(Referring expression data)
*** Block opens ***

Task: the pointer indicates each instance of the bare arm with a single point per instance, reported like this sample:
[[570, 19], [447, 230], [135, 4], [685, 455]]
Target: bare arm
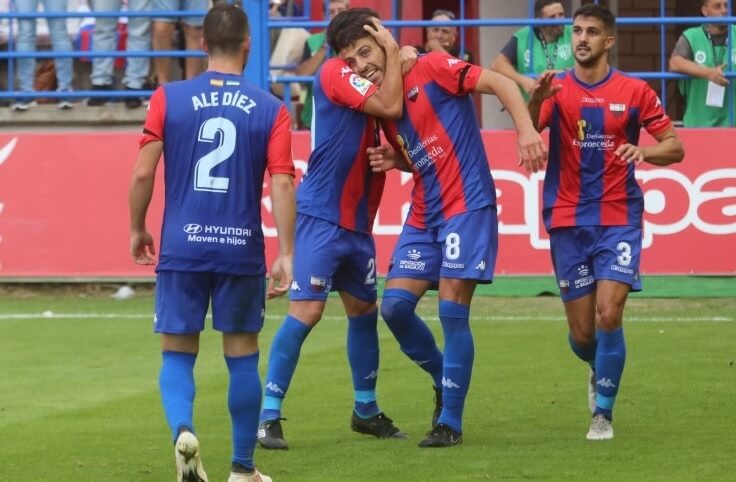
[[668, 150], [532, 151], [386, 101], [384, 158], [139, 197], [542, 89], [502, 65], [284, 215]]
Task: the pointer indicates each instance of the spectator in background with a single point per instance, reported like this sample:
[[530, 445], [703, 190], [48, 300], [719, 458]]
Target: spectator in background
[[60, 41], [550, 48], [163, 36], [702, 53], [315, 53], [444, 39], [286, 47], [103, 39]]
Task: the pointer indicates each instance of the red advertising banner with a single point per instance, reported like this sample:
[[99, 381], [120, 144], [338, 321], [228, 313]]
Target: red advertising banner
[[64, 212]]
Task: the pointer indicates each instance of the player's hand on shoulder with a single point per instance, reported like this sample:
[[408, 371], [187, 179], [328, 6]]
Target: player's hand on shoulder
[[630, 153], [532, 149], [142, 248], [408, 57], [382, 158], [281, 276], [545, 87], [383, 36]]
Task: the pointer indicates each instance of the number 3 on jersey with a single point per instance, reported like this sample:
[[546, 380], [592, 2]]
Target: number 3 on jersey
[[203, 181]]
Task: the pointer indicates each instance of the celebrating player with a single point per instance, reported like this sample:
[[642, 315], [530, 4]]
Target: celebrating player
[[336, 205], [218, 135], [450, 237], [592, 203]]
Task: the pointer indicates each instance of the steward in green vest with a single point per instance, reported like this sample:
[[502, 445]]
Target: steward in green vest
[[702, 109], [314, 43], [531, 51]]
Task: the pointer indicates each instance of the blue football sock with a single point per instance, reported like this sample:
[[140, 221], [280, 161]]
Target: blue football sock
[[609, 368], [176, 383], [585, 353], [363, 358], [414, 336], [244, 401], [458, 362], [285, 350]]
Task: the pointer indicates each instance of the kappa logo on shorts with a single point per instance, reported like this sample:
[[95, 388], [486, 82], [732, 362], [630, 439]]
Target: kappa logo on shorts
[[413, 94], [318, 284]]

*** Block closes ***

All entries above must be duplicated exactly; please omit any picture they hold.

• [Result of the task]:
Task: the pointer indicates each instance of the bare arm with a single point per instance, reported like this sample:
[[570, 19], [447, 230], [135, 4], [685, 455]]
Target: bare arm
[[668, 150], [532, 151], [386, 101], [384, 158], [139, 197], [542, 89], [502, 65], [284, 215]]
Task: the pointer indicates each instance of the spectator in background with a single point per instance, reported like this sample:
[[530, 445], [703, 190], [48, 300], [719, 458]]
Target: spectator in background
[[60, 41], [550, 48], [163, 36], [702, 53], [315, 53], [444, 39], [286, 47], [103, 39]]
Task: the pointer indicates each instance of the red advertising banner with a single point per instance, reported like this sample:
[[99, 381], [120, 144], [338, 321], [228, 313]]
Target: red advertising banner
[[64, 212]]
Task: the pointer indicates each instance of the player's hand on shoulder with a single point per instance, reported like this sample:
[[408, 371], [187, 179], [328, 6]]
Target: player's hand on shoulder
[[630, 153], [532, 149], [142, 248], [408, 57], [382, 158], [281, 276], [545, 87], [383, 36]]
Task: the pointer indicates each instance of the number 3 on jersey with a single point per instance, reported like this sample:
[[546, 380], [592, 2]]
Target: number 3 on jersey
[[203, 181]]
Task: the pointer indicates each instance of the celebrating player with a single point per instance, reported like this sample:
[[642, 315], [530, 4]]
Target: celebrating player
[[336, 205], [218, 135], [450, 237], [592, 203]]
Task: the pointer indicates each instance of the steward in green vest with a single point per instance, reported like this sample:
[[502, 445]]
Target: steward in green vest
[[702, 109], [314, 43], [531, 51]]
Task: the pointer indicates each instance of the blue football sock with a single point per instance, reported like this sample:
[[140, 221], [280, 161]]
Target: blue football sock
[[609, 368], [176, 383], [585, 353], [363, 358], [414, 336], [244, 401], [458, 362], [285, 350]]
Task: the pointer indicates each instance of the kappa logo on shorts with a single point per instance, reported like this sample:
[[95, 388], [486, 82], [732, 362], [630, 439]]
Target: kappa logo on shorts
[[413, 94], [318, 284]]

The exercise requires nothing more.